> [Extrait]:
================

OBSERVATEURS ATTENTIFS DE LA NATURE, LES AUTEURS DE MICROCOSMOS ONT FAIT D’UNEMARE LE CADRE DE LEUR 3E LONG MÉTRAGE, LA CLÉ DES CHAMPS.

On en avait eu la démonstration il y a 13 ans, lors de la sortie de Microcosmos, le peuple de l’herbe, leur premier film: Claude Nuridsany et Marie Pérennou n’ont pas leur pareil pour exalter la beauté de la nature jusque dans ses expressions les plus infimes. Cette passion commune, ils l’ont découverte dans la fièvre de leurs 20 ans, alors qu’ils fréquentaient de concert les travées de la Cinémathèque française. Trente ans et divers travaux photographiques et cinématographiques plus tard, la flamme est à l’évidence intacte, comme en atteste La clé des champs, leur 3e long métrage ( Genesis est sorti entre-temps), qui voit le couple aveyronnais investir une mare abandonnée, dont 2 enfants solitaires vont faire leur terrain de jeu privilégié.

A travers leur regard, c’est un royaume insoupçonné qui va se dévoiler au spectateur, en une féerie sous-tendue par une philosophie toute particulière: « Notre relation à la nature dans le cadre du cinéma n’est pas une relation réaliste ou naturaliste, elle est plutôt d’ordre fantasmé, explique Claude Nuridsany alors qu’on les rencontre à la Mostra de Venise. Pour nous, la nature et les animaux sont des invitations à imaginer plutôt qu’à constater. Les animaux sont des mystères fertiles sur lesquels on peut projeter un tas de choses. Les montrer dans leur splendeur, parfois terrifiante, nous intéresse beaucoup plus qu’expliquer leur mode de vie. C’est une illusion de penser que l’on comprend ce qu’ils sont vraiment. »

================

> [Données enregistrées]:
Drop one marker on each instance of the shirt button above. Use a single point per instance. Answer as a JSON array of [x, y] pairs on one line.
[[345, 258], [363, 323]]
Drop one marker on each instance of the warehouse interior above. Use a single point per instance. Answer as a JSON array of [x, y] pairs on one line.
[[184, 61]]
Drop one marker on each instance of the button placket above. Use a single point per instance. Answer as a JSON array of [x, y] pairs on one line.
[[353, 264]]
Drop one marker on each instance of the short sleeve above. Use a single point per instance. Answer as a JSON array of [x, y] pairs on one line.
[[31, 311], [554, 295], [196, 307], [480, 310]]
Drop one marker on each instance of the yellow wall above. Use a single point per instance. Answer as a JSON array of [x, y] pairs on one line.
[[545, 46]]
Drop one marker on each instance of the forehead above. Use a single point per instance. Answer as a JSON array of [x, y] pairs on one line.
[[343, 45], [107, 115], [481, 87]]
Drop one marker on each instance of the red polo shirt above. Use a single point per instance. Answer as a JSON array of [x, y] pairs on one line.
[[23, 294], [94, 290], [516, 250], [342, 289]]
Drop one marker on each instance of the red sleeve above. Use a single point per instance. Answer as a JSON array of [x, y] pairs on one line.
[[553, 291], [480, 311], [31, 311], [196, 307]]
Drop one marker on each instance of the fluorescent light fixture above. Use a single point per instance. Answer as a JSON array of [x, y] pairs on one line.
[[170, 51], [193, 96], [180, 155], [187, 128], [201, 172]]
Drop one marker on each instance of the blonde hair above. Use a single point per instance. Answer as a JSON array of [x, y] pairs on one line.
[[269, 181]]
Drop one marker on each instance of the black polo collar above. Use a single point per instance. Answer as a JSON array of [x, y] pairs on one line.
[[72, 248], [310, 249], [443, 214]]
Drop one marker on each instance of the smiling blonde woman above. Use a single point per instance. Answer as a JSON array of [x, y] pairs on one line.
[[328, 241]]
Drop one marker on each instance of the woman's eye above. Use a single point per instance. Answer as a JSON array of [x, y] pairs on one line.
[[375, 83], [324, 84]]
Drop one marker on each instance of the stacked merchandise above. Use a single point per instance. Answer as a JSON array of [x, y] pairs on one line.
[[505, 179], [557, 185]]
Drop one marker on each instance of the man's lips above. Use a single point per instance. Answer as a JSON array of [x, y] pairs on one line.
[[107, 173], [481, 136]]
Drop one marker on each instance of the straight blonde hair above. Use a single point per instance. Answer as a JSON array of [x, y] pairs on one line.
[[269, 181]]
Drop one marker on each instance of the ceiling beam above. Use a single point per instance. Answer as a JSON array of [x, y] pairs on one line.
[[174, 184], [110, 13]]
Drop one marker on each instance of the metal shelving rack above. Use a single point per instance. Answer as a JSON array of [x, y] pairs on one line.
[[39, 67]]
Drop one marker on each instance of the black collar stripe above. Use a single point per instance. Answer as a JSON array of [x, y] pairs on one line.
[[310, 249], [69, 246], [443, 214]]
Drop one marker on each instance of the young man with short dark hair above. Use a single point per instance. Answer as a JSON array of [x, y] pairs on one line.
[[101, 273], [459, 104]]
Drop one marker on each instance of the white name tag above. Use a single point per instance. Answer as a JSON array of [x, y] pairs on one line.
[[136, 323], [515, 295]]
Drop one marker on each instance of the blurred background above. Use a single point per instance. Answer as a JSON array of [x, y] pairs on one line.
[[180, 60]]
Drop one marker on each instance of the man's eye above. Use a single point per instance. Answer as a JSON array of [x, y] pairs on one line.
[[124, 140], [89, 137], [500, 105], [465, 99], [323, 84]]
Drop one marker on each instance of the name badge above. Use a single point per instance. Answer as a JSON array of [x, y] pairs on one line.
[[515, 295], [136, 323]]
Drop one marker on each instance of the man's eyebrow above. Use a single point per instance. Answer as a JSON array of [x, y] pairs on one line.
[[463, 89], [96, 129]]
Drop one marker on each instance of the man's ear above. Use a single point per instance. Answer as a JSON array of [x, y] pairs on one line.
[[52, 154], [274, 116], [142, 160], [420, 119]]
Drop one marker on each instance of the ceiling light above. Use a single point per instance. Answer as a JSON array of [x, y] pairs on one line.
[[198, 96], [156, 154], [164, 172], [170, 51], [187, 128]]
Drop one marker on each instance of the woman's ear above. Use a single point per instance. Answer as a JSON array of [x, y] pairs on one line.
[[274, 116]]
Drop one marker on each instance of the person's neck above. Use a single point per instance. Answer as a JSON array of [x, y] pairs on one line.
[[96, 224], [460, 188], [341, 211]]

================

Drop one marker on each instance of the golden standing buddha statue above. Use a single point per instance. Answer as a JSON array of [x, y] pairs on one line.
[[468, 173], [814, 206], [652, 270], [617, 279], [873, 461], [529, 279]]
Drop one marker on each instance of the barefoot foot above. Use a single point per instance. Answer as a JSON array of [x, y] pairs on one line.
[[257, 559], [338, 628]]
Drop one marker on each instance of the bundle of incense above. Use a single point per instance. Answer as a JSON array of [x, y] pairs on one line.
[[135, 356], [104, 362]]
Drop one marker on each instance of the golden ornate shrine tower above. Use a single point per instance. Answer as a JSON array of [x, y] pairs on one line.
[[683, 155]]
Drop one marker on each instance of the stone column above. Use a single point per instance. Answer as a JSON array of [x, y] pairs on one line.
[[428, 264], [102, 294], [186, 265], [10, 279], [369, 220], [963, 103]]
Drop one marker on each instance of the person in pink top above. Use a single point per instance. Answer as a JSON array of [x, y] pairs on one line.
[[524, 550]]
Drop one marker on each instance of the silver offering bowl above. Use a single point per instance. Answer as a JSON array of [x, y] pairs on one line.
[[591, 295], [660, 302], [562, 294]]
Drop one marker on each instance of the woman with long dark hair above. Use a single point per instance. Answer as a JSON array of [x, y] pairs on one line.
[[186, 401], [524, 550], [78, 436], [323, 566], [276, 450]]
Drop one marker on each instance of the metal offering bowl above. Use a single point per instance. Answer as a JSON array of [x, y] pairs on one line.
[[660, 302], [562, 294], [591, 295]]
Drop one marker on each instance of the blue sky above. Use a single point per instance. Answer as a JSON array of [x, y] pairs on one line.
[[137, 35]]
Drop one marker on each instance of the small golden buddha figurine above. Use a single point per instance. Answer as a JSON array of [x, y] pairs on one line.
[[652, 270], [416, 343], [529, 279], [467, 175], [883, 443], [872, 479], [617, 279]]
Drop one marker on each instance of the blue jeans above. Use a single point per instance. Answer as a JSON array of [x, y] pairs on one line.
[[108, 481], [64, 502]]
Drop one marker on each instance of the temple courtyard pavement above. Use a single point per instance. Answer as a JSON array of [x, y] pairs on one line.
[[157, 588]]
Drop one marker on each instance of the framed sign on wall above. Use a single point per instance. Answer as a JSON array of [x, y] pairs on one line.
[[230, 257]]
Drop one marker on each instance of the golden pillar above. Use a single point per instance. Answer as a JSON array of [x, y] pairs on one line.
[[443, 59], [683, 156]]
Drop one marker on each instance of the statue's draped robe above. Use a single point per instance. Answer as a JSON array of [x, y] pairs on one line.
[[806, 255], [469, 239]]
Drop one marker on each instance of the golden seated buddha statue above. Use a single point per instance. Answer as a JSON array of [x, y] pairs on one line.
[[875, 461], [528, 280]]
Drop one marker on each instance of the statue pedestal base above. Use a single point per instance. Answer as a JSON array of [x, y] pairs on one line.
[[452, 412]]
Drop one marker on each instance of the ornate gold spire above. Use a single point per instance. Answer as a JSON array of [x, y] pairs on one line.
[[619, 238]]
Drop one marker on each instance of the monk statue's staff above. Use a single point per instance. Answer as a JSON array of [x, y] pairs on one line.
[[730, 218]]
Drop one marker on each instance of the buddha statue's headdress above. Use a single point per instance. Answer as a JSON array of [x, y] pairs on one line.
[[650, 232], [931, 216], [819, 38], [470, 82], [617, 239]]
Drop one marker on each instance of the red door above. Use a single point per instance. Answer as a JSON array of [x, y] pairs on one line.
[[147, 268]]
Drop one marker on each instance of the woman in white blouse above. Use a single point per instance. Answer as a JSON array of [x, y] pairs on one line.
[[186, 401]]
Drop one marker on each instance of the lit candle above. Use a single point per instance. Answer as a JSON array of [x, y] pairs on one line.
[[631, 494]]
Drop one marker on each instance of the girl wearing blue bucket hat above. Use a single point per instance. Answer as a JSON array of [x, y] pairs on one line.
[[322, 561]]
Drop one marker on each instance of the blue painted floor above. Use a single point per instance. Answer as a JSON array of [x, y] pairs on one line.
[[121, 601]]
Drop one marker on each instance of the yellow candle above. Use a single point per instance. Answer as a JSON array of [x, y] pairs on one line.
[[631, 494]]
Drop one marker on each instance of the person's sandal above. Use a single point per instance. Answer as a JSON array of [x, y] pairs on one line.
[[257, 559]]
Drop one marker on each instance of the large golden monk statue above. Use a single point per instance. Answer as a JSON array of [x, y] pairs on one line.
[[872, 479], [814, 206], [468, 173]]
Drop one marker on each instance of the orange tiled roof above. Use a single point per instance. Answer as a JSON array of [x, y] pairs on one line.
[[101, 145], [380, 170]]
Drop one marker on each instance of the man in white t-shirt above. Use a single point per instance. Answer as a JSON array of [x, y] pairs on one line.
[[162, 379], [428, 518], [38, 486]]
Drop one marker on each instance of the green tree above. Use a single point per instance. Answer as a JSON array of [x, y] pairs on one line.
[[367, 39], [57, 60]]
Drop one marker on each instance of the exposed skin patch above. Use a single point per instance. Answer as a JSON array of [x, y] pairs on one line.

================

> [Consigne]:
Recopiez, s'il vous plaît, tout le passage de l'article sur La clé des champs, depuis « On en avait » jusqu'à « de jeu privilégié. », en changeant « mare abandonnée » en « mare oubliée ».

> [Corrigé]:
On en avait eu la démonstration il y a 13 ans, lors de la sortie de Microcosmos, le peuple de l’herbe, leur premier film: Claude Nuridsany et Marie Pérennou n’ont pas leur pareil pour exalter la beauté de la nature jusque dans ses expressions les plus infimes. Cette passion commune, ils l’ont découverte dans la fièvre de leurs 20 ans, alors qu’ils fréquentaient de concert les travées de la Cinémathèque française. Trente ans et divers travaux photographiques et cinématographiques plus tard, la flamme est à l’évidence intacte, comme en atteste La clé des champs, leur 3e long métrage ( Genesis est sorti entre-temps), qui voit le couple aveyronnais investir une mare oubliée, dont 2 enfants solitaires vont faire leur terrain de jeu privilégié.